● **SELECTED TEXT**:
↓
We keep Buffaloes for milk. We also have another herd that are solely for sale. We buy dry buffaloes and weaned calves and then we prepare them and when they calves they are sold back.


----------



## Baymule

We have
3 horses
5 LGD dogs
12 ewes and 1 ram
1 steer that we are feeding out for slaughter
1 pig in the freezer LOL. We sold the other one
9 pullets that have not started laying, just slaughtered the old layers (8) and gave the meat to disabled neighbors
34 Cornish Cross meat chickens, just slaughtered 11 of them, 4 more to go as they were 2 weeks older, then let the other 29 grow for 3 more weeks. 
2 Looney Goonies. (guineas) 2 males, dogs went on a dysfunctional rampage and killed off my flock. the 2 males are now lonely, see their reflection in the chrome trim on husbands truck and think they have friends. They nestle down next to the truck, chase it when we leave and run to greet their "friends" when we return.


----------



## Baymule

Fuchsia said:


> I have :
> 1 dog
> 25 guinea fowl
> 18 chickens and roosters
> 4 cows
> 6 ducks
> 5 goats
> 3 pigs
> and 2 rabbits.
> 
> And in the summer we raise 450 meat chickens.



What do you do with so many meat chickens? Do you sell the meat? Would you please do a thread here on how you raise and process them on your next batch? Tag me when you do! Do you have a thread on BYH on them? I raise some for sale in the spring, have 1 loyal customer, that pays for ours. This year I have gained 2 more customers, that's why I am raising a fall bunch.
↑
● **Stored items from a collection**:
↓
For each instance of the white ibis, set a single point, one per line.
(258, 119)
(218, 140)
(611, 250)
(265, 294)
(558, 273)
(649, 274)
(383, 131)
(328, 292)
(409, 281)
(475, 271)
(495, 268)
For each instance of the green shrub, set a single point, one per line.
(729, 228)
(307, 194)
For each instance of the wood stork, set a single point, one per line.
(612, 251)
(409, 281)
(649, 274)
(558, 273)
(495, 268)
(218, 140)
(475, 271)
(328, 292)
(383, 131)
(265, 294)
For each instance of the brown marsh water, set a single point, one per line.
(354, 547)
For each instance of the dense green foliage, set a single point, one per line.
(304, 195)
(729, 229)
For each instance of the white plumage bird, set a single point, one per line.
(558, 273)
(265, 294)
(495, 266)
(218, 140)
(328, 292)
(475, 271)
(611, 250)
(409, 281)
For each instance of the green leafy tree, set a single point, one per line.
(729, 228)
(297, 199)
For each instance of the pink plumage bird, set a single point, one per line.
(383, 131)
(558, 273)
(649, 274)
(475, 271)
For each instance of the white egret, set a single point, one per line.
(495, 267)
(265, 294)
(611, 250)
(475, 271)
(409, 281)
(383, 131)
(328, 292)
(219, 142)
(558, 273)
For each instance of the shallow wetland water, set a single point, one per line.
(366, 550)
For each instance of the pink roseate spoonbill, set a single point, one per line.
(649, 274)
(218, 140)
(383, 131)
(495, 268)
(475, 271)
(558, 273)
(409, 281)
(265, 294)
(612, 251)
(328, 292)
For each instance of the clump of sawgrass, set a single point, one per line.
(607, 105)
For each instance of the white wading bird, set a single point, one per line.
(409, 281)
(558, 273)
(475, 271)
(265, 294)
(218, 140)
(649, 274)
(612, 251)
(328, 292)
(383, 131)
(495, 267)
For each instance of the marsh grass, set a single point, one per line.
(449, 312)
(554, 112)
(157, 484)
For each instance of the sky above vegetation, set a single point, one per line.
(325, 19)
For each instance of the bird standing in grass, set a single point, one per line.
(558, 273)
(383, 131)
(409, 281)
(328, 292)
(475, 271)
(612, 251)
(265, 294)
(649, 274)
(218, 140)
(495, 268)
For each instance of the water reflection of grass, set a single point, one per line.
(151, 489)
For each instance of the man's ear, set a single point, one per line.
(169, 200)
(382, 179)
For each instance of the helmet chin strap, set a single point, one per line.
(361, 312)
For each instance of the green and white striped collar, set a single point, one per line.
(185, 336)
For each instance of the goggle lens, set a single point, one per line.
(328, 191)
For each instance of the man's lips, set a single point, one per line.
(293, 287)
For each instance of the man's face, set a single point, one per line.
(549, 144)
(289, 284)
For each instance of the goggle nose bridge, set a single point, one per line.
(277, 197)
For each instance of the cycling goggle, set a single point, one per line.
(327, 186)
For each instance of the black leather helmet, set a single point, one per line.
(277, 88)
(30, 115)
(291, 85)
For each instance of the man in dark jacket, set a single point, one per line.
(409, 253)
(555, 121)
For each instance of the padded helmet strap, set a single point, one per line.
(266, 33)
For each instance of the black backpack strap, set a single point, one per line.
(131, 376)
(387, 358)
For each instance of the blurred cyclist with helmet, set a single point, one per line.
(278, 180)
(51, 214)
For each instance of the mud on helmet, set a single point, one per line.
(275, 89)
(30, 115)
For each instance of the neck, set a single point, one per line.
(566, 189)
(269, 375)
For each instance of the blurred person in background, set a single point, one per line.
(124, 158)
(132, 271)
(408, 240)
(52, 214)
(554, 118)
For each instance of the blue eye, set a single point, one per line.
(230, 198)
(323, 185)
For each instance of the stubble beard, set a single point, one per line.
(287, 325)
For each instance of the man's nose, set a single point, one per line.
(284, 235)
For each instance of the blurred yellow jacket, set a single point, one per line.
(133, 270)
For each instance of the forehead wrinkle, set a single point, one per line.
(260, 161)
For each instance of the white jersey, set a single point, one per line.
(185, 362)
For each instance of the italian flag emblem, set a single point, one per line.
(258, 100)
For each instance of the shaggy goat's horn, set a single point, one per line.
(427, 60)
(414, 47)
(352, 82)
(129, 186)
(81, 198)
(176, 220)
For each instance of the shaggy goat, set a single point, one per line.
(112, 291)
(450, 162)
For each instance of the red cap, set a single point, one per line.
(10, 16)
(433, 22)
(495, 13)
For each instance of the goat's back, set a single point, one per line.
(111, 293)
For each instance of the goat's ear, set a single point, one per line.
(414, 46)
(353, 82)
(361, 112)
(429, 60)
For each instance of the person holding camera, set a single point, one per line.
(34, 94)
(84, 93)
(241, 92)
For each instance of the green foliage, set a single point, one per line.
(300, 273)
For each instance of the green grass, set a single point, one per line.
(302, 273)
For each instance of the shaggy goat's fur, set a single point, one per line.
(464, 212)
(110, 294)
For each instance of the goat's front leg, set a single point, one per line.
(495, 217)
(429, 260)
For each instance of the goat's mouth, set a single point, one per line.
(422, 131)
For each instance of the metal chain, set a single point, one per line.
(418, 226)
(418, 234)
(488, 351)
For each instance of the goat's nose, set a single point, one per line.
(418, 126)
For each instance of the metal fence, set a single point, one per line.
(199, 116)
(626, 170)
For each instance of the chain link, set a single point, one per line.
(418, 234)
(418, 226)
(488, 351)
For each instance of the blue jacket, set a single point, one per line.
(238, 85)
↑
● **SET OF TASKS**:
A. Translate this sentence from the livestock forum thread into Spanish: "This year I have gained 2 more customers, that's why I am raising a fall bunch."
B. Pick up the livestock forum thread where it ends and write its continuation.
The records have no connection to the text.

● **OUTPUTS FOR THE TASKS**:
A. Este año he conseguido dos clientes más; por eso estoy criando una tanda de otoño.

B.
I'd rather raise them in early spring, before the darned snakes are active. This batch stinks too. I move their tractor daily, but they stink. I guess it's the heat. I am "paying" a couple of neighbors out of this bunch with chicken meat, the old barter system!


----------



## River Buffaloes

Baymule said:


> We have
> 3 horses
> 5 LGD dogs
> 12 ewes and 1 ram
> 1 steer that we are feeding out for slaughter
> 1 pig in the freezer LOL. We sold the other one
> 9 pullets that have not started laying, just slaughtered the old layers (8) and gave the meat to disabled neighbors
> 34 Cornish Cross meat chickens, just slaughtered 11 of them, 4 more to go as they were 2 weeks older, then let the other 29 grow for 3 more weeks.
> 2 Looney Goonies. (guineas) 2 males, dogs went on a dysfunctional rampage and killed off my flock. the 2 males are now lonely, see their reflection in the chrome trim on husbands truck and think they have friends. They nestle down next to the truck, chase it when we leave and run to greet their "friends" when we return.



Eat the remaining two guineas and get a new batch of 15-20 guinea keets. Guineas perform best in a flock of 10 or more.


----------



## Baymule

One of the males actually belongs to a neighbor, he got a snake in his coop and the male literally "flew the coop" and showed up over here. LOL. I did a lot of beating dogs with dead guineas, yelling, screaming, whipping with rolled up newspaper and showing my displeasure. Dumb dogs really went off the rails.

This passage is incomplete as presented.